• **TASK ITEM**: Could you print out every entry, character for character?
Segment Start: WORKING DATA
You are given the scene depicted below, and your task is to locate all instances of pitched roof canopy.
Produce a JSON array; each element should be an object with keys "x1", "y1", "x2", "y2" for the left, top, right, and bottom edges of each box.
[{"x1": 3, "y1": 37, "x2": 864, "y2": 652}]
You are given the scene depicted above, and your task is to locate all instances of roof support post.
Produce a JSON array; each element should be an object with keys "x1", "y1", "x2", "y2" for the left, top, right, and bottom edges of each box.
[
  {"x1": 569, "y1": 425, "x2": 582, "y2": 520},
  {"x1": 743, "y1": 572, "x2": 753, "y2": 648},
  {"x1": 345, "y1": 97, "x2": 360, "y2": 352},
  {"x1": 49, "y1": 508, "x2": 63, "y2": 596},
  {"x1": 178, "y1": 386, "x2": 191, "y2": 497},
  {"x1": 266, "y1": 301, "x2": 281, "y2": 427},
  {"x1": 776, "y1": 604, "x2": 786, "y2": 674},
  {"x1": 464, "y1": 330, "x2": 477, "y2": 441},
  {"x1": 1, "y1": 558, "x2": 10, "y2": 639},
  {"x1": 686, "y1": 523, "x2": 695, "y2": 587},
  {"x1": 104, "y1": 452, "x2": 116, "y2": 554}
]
Segment End: WORKING DATA
• **YOUR RESPONSE**:
You are given the scene depicted below, and your task is to locate all instances of pitched roof canopy.
Produce a JSON array; each element should be an object with keys "x1", "y1", "x2", "y2" for the left, top, right, and bottom edges of each box.
[{"x1": 3, "y1": 37, "x2": 864, "y2": 652}]
You are given the scene depicted above, and your task is to locate all instances of roof support post.
Produce a JSON array; each element should be an object with keys "x1", "y1", "x2", "y2" for the left, top, right, and bottom edges of each box.
[
  {"x1": 569, "y1": 425, "x2": 582, "y2": 520},
  {"x1": 743, "y1": 572, "x2": 753, "y2": 648},
  {"x1": 345, "y1": 97, "x2": 360, "y2": 352},
  {"x1": 49, "y1": 508, "x2": 63, "y2": 596},
  {"x1": 178, "y1": 386, "x2": 191, "y2": 497},
  {"x1": 266, "y1": 301, "x2": 281, "y2": 427},
  {"x1": 776, "y1": 604, "x2": 786, "y2": 674},
  {"x1": 464, "y1": 330, "x2": 477, "y2": 441},
  {"x1": 1, "y1": 558, "x2": 10, "y2": 639},
  {"x1": 686, "y1": 523, "x2": 695, "y2": 587},
  {"x1": 104, "y1": 452, "x2": 116, "y2": 554}
]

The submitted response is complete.